**Problem statement**
Every line below should be given again without alteration.

Top of Listed records

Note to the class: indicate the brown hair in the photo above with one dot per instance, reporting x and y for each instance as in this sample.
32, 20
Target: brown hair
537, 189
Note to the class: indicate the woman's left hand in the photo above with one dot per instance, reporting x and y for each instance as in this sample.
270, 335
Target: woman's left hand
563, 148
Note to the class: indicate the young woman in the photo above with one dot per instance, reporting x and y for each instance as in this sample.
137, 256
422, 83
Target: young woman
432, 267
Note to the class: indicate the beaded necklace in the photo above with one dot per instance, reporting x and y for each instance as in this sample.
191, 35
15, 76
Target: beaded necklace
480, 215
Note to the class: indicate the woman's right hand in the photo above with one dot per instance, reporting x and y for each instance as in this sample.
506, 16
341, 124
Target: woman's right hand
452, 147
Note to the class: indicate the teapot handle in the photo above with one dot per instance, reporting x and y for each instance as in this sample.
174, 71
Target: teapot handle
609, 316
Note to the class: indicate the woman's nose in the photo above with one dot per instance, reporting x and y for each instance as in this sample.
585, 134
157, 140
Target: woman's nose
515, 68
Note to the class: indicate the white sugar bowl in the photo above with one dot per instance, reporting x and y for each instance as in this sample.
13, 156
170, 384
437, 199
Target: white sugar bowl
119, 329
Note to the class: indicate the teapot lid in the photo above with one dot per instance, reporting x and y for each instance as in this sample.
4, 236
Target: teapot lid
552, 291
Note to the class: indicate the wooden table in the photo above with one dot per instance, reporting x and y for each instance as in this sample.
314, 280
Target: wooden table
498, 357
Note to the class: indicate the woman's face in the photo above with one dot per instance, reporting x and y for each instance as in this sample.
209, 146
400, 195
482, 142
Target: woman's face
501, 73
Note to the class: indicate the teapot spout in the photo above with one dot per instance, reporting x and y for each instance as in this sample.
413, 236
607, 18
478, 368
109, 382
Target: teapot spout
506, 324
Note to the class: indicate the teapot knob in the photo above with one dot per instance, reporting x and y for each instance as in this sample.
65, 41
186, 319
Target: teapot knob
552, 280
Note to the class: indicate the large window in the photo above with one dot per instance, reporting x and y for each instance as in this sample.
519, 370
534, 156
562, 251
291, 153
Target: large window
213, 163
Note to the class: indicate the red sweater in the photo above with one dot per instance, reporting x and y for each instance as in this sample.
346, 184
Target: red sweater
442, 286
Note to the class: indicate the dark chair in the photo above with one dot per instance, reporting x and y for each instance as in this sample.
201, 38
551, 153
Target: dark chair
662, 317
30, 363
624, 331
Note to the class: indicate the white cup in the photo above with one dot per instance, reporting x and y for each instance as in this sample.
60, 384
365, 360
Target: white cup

Bottom of Listed records

**Response to the task**
Note to the class: indicate the brown hair in the photo above with one dot per instance, reporting x and y for each instance as in this sample.
32, 20
Target: brown hair
537, 189
Note to the class: indicate the woman's left hand in the photo above with one dot per instance, reporting x and y for each instance as in this sample.
270, 335
Target: woman's left hand
563, 148
Note to the class: indicate the young woman in the photo above with one dot per instance, reporting x and y for each instance as in this sample.
137, 256
422, 83
Target: young woman
432, 267
Note to the class: indicate the beaded necklace in the photo above with one dot per instance, reporting x and y for each instance as in this sample.
191, 35
15, 76
Target: beaded necklace
480, 215
Note to the class: indicate the woman's right hand in the photo above with one dot per instance, reporting x and y for each instance as in this sample.
506, 16
341, 124
Target: woman's right hand
452, 147
Note to the class: indicate the teapot handle in the photo above with one dot per instance, reporting x and y for each instance as in this sample.
174, 71
Target: teapot handle
609, 316
Note to the class: indicate the woman's nose in the photo above with one dot per instance, reporting x and y for each instance as in this sample.
585, 134
157, 140
Target: woman's nose
515, 68
Note to the class: indicate the white sugar bowl in the photo above with one dot per instance, reporting x and y for each instance as in this sample.
13, 156
170, 384
437, 199
Target: white sugar bowl
119, 329
Note to the class: indicate the teapot lid in the photo above with one dot per instance, reporting x and y for each instance as in this sample.
4, 236
Target: teapot lid
552, 291
Note to the class: indicate the wooden table in the photo above with one dot per instance, reporting x and y for each instance as in this sample.
314, 280
Target: wooden table
498, 357
Note to the class: indicate the woman's face in the photo above with one dot per instance, reporting x and y for each instance as in this sample.
209, 146
400, 195
482, 142
Target: woman's face
501, 73
Note to the class: indicate the teapot spout in the photo above with one dot per instance, reporting x and y for each instance as in this sample.
413, 236
607, 18
478, 368
109, 382
Target: teapot spout
506, 324
Note to the class: indicate the teapot knob in the photo above with one dot per instance, reporting x and y for each instance as in this sample.
65, 41
186, 319
Target: teapot knob
552, 280
Note to the class: indicate the large window in the photo above with one dot per instance, reporting x and y for each instance as in this sample.
519, 370
534, 156
562, 251
291, 153
Target: large window
213, 163
Note to the class: indicate the red sweater in the photo above with one dot per instance, reporting x and y for each instance as in this sample.
346, 184
Target: red sweater
442, 286
Note to the class: indicate the dark chair in the photo above with one dot per instance, reporting x and y for each instance as in this sample.
201, 38
551, 153
Target: dark chair
662, 317
30, 363
624, 331
Note to the class: indicate the white cup in the photo above with one dot per instance, reporting x and y for each instance as in this sample.
60, 384
365, 360
Target: white cup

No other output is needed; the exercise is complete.